--- Labeled shape records ---
start

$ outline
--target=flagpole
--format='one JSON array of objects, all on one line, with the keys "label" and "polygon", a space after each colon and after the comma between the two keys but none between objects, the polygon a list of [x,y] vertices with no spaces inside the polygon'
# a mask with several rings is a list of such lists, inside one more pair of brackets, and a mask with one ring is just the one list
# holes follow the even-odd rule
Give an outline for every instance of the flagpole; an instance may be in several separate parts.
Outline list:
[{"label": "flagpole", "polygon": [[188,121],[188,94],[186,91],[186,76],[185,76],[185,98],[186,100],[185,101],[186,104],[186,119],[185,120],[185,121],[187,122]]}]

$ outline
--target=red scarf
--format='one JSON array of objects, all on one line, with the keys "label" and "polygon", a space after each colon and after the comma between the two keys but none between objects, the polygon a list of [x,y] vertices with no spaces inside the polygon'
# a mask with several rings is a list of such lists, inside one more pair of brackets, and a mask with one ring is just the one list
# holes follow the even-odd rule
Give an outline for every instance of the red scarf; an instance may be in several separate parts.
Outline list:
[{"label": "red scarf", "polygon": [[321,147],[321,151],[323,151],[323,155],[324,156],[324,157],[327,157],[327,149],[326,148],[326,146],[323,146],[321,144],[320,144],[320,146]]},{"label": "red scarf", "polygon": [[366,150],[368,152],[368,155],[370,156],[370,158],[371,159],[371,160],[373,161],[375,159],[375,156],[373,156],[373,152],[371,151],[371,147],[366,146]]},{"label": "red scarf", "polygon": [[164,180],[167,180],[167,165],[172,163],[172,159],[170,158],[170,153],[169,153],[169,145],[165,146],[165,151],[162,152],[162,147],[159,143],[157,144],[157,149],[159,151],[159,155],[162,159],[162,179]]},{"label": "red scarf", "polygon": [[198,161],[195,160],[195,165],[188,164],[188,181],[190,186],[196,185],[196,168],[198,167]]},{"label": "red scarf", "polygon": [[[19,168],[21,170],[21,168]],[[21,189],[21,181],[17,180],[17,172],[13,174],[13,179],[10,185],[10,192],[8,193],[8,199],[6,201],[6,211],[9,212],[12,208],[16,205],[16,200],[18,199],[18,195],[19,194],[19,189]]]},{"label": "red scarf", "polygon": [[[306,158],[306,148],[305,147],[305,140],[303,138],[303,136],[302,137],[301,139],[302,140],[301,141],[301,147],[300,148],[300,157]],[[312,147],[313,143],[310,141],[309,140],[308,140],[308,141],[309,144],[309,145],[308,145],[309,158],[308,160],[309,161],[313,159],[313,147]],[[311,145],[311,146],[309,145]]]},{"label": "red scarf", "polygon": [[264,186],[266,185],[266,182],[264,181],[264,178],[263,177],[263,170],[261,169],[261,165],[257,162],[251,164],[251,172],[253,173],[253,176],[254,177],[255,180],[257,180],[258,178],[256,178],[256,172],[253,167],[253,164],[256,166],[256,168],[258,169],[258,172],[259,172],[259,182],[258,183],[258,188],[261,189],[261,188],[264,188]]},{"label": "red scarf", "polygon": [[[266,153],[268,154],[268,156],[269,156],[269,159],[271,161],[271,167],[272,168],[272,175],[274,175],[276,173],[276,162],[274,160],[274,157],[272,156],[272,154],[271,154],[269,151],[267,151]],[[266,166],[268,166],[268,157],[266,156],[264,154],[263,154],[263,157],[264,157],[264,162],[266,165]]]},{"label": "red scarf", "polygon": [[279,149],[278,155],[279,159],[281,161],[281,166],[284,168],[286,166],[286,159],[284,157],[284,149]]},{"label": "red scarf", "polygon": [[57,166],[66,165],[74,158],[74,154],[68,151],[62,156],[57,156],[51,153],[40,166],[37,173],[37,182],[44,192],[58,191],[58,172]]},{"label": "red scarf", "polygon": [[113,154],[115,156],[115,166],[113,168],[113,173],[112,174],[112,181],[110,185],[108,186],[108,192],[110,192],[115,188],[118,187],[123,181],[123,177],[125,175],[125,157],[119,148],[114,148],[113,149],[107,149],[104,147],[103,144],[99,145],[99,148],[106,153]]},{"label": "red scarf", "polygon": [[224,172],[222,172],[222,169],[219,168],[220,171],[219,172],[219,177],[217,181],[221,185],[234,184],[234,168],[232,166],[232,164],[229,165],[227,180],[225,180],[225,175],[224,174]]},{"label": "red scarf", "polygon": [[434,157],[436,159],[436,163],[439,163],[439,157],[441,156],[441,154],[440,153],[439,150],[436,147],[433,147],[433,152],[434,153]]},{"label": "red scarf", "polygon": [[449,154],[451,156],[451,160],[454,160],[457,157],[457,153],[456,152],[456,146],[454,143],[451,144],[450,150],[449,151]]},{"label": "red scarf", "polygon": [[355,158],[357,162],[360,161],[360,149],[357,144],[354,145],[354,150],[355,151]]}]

end

--- CHALLENGE ---
Can you revise the rows above so that each "instance" becomes "occurrence", leaving everything else untouched?

--- TASK SOLUTION ---
$ outline
--target=flagpole
--format='one JSON array of objects, all on one line, with the keys "label" and "polygon", a space after each colon and after the comma between the two keys but none between objects, the polygon a list of [x,y] vertices with no spaces inside the polygon'
# a mask with several rings is a list of such lists, inside one more pair of brackets, and a mask with one ring is just the one list
# holes follow the even-odd rule
Give an outline for every occurrence of the flagpole; an occurrence may be in several separate parts.
Outline list:
[{"label": "flagpole", "polygon": [[188,121],[188,94],[186,91],[186,76],[185,76],[185,98],[186,100],[185,101],[186,104],[186,119],[185,120],[185,121],[187,122]]}]

$ outline
--target=red scarf
--format='one JSON array of objects, all on one line, with the keys "label" and "polygon", a space after each colon and after the comma between the two keys but none between objects, the polygon a list of [x,y] vertices with no spaces inside the polygon'
# a mask with several rings is a list of such lists, inside one more pair of brackets, and a mask with one ring is just the one list
# holes follow the even-odd rule
Give an outline for every occurrence of the red scarf; an occurrence may be in several separate parts.
Outline list:
[{"label": "red scarf", "polygon": [[321,147],[321,151],[323,151],[323,155],[324,156],[324,157],[327,157],[327,149],[326,148],[326,146],[323,146],[321,144],[320,144],[320,146]]},{"label": "red scarf", "polygon": [[366,150],[368,152],[368,155],[370,156],[370,158],[371,159],[371,160],[373,161],[375,159],[375,156],[373,156],[373,152],[371,151],[371,147],[366,146]]},{"label": "red scarf", "polygon": [[164,180],[167,180],[167,165],[172,163],[172,159],[170,158],[170,153],[169,153],[169,145],[165,146],[165,151],[162,152],[162,147],[159,143],[157,144],[157,149],[159,151],[159,155],[162,159],[162,179]]},{"label": "red scarf", "polygon": [[198,161],[195,160],[195,165],[188,164],[188,181],[190,186],[196,185],[196,168],[198,167]]},{"label": "red scarf", "polygon": [[[19,168],[21,170],[21,168]],[[21,189],[21,181],[17,180],[17,172],[13,174],[13,179],[10,185],[10,192],[8,193],[8,199],[6,201],[6,211],[9,212],[12,208],[16,205],[16,200],[18,199],[18,195],[19,194],[19,189]]]},{"label": "red scarf", "polygon": [[[306,158],[306,148],[305,147],[305,140],[303,138],[303,136],[302,137],[301,139],[302,140],[301,141],[301,147],[300,148],[300,157]],[[312,147],[313,143],[310,141],[309,140],[308,140],[308,141],[309,144],[309,145],[308,145],[309,158],[308,160],[309,161],[313,159],[313,147]],[[311,145],[311,146],[309,145]]]},{"label": "red scarf", "polygon": [[264,186],[266,185],[266,182],[264,181],[264,178],[263,177],[263,170],[261,169],[261,165],[257,162],[251,164],[251,172],[253,173],[253,176],[254,177],[255,180],[257,180],[258,178],[256,178],[256,172],[253,167],[253,164],[256,166],[256,168],[258,169],[258,172],[259,172],[259,182],[258,183],[258,188],[261,189],[261,188],[264,188]]},{"label": "red scarf", "polygon": [[[266,153],[268,154],[268,156],[269,156],[269,159],[271,161],[271,167],[272,168],[272,175],[274,175],[276,173],[276,162],[274,160],[274,157],[272,156],[272,154],[271,154],[269,151],[267,151]],[[266,166],[268,166],[268,157],[266,156],[264,154],[263,154],[263,157],[264,157],[264,162],[266,165]]]},{"label": "red scarf", "polygon": [[279,149],[278,155],[279,159],[281,161],[281,166],[284,168],[286,166],[286,159],[284,157],[284,149]]},{"label": "red scarf", "polygon": [[57,166],[66,165],[74,158],[74,154],[68,151],[62,156],[57,156],[51,153],[40,166],[37,173],[37,182],[44,192],[58,191],[58,172]]},{"label": "red scarf", "polygon": [[113,154],[115,156],[115,166],[113,168],[113,173],[112,174],[112,181],[110,185],[108,186],[108,192],[110,192],[115,188],[118,187],[123,181],[123,177],[125,175],[125,157],[119,148],[114,148],[113,149],[107,149],[104,147],[103,144],[99,145],[99,148],[106,153]]},{"label": "red scarf", "polygon": [[224,172],[222,172],[222,169],[219,168],[220,171],[219,172],[219,177],[217,181],[221,185],[234,184],[234,168],[232,166],[232,164],[229,165],[227,180],[225,180],[225,175],[224,174]]},{"label": "red scarf", "polygon": [[434,157],[436,159],[436,163],[439,163],[439,157],[441,156],[441,154],[440,153],[439,150],[436,147],[433,147],[433,152],[434,153]]},{"label": "red scarf", "polygon": [[449,154],[451,156],[451,160],[454,160],[457,157],[457,153],[456,152],[456,146],[454,143],[451,144],[450,150],[449,151]]},{"label": "red scarf", "polygon": [[355,158],[357,162],[360,161],[360,149],[357,144],[354,145],[354,150],[355,151]]}]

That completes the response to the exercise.